» WHAT TO WORK ON: Render every line of the entries below as a numbered list, leaving out any blank lines.

(Object detection data)
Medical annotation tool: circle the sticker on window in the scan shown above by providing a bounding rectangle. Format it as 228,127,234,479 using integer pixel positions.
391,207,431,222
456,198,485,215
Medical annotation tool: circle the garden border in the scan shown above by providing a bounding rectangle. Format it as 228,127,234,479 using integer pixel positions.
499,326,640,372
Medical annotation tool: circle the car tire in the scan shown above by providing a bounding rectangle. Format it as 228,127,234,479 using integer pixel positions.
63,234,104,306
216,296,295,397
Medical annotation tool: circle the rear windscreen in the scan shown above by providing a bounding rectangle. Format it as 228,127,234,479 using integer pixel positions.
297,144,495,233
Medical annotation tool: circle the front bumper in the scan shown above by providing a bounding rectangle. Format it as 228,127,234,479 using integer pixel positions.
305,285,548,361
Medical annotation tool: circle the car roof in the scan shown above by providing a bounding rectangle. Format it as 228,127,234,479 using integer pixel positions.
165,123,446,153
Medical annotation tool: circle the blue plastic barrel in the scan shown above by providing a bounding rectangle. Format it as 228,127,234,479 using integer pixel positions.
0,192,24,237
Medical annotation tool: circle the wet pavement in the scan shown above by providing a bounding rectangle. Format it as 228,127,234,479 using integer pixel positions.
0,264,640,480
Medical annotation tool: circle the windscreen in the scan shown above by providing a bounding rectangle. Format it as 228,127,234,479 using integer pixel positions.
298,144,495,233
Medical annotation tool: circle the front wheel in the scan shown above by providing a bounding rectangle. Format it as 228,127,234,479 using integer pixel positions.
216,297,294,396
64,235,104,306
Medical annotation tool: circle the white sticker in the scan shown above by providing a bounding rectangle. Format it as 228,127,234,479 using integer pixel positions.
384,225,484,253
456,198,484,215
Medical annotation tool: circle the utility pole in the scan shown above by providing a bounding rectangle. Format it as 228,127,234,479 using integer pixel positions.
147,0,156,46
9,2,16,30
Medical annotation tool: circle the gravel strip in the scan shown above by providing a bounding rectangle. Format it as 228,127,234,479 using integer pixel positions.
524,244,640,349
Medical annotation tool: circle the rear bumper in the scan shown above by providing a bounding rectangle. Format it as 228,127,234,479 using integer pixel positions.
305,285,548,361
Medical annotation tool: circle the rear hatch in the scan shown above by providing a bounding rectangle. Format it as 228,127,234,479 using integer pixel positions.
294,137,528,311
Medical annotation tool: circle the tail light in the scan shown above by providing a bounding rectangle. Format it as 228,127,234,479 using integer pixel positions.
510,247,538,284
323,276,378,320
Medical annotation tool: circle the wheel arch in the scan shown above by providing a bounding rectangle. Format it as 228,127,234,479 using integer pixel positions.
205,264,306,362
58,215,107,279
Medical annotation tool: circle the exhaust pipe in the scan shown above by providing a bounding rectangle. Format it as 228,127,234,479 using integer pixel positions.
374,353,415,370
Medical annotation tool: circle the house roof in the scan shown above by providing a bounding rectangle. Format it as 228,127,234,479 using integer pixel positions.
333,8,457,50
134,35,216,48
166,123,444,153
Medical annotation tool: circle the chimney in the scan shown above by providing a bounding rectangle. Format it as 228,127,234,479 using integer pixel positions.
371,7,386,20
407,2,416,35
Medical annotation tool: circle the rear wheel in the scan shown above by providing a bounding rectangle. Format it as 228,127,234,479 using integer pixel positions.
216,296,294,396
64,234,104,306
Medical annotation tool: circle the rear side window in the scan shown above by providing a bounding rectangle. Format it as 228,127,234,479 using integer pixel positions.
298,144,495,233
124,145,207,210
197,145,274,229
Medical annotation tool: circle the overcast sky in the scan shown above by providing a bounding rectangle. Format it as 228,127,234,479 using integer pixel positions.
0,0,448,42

» RESPONSE TO THE TASK:
1. Medical annotation tool: circle the sticker on window in the scan shown above by providing a bounding rectangle. Format it as 228,127,234,479 using integer pixel positions.
2. 391,207,431,222
3. 456,198,485,215
4. Medical annotation tool: circle the garden border in the scan shown above by providing a bounding rectangle. Format it as 228,127,234,479 using integer pixel positions.
5. 499,326,640,372
6. Medical annotation tool: circle the car tire in the scan shown above by providing a bounding rectangle. Format it as 228,127,234,479 using integer pixel positions.
7. 63,234,104,306
8. 216,296,295,397
9. Medical annotation tool: circle the rear windscreen in the scan shown above by providing a bounding rectangle. Format it as 228,127,234,479 using integer pixel positions.
10. 297,144,495,233
11. Medical annotation tool: circle the front bumper in the scan shown above by providing a bounding rectangle. Format it as 228,127,234,479 using integer pixel positions.
12. 305,285,548,361
13. Medical annotation tool: circle the car roof in the scan shown above by providing a bounding rectangle. Format it as 228,127,234,479 using integer pixel positions.
14. 165,123,446,153
15. Medical annotation tool: circle the blue plastic barrel in the scan shown above by providing a bounding rectangle. Format it as 228,127,234,479 using integer pixel positions.
16. 0,192,24,237
17. Medical annotation tool: circle the wet pavement in the scan shown above by providing a bounding rectangle. Format it as 228,127,234,479 using integer pixel positions.
18. 0,264,640,480
19. Medical annotation tool: circle the windscreen in the scan shown above by providing a bounding rectangle. Format it as 228,127,234,479 using integer pixel positions.
20. 298,144,495,233
21. Medical annotation tool: circle the front wheel in the scan shown above by providing a bounding rectangle. Format it as 228,127,234,479 using integer pixel positions.
22. 216,297,294,396
23. 64,235,104,306
24. Medical annotation tool: circle the white sticker in the scan shown above by providing a bounding rectangle. Format it as 228,127,234,479 using integer pixel positions.
25. 384,225,484,253
26. 456,198,484,215
27. Medical annotation tool: circle the utility pole in the scan shown above by providing a bounding rectangle. Format it as 228,127,234,479 using integer pixel positions.
28. 147,0,156,46
29. 9,2,16,30
30. Medical annotation tool: circle the gravel strip in the scan shown above by providing a bounding rectangle. Format it as 228,127,234,479 using integer pixel positions.
31. 524,244,640,349
32. Medical annotation tool: circle the rear bumper in the scan shown above by providing a bounding rectangle. Format it as 228,127,234,479 using integer pixel positions.
33. 305,285,548,361
34. Medical annotation tool: circle the rear hatch in the scan shown above by providing a bounding rectangle. Format it as 228,127,234,479 using integer pixel positions.
35. 294,137,528,311
36. Medical annotation tool: circle the tail light in the scan shown above by providing a bounding rectangle. Format it as 228,127,234,479 using integer pixel positions.
37. 510,247,538,284
38. 323,276,378,320
39. Medical annotation tool: circle the wheel arch in the scan shown above by providing a bounding rectangle. Format it as 228,127,234,479 using integer pixel positions.
40. 205,264,306,362
41. 58,215,107,279
42. Medical annotation tool: circle the exhaust pipe in the scan shown above by providing a bounding rectangle. Format it as 228,127,234,479 using integer pixel positions.
43. 374,353,415,370
44. Medical annotation tool: circle the house roof in the scan shown above by providing a bounding rectangle. Format it as 228,127,234,479 using integer pixel positions.
45. 333,8,457,50
46. 134,35,216,48
47. 166,123,444,153
48. Medical annotation tool: circle the chimney in the scan shown above by providing a bounding rectangle. Format it as 228,127,234,479 using integer pixel positions.
49. 371,7,386,20
50. 407,2,416,35
51. Medical annotation tool: circle the rear wheel in the scan shown above by providing a bounding rectangle. Format it as 228,127,234,479 using integer pixel positions.
52. 216,296,294,396
53. 64,234,104,306
54. Medical annotation tool: circle the rear side window in the scan shown above by providing a bounding rectangle. Format it as 228,127,234,479 using integer pixel positions.
55. 298,144,495,233
56. 124,145,207,210
57. 197,145,274,229
58. Medical annotation tool: circle the overcast sky in the scan shown above by providing a bounding rectangle. Format it as 228,127,234,479 using integer pixel positions.
59. 0,0,448,42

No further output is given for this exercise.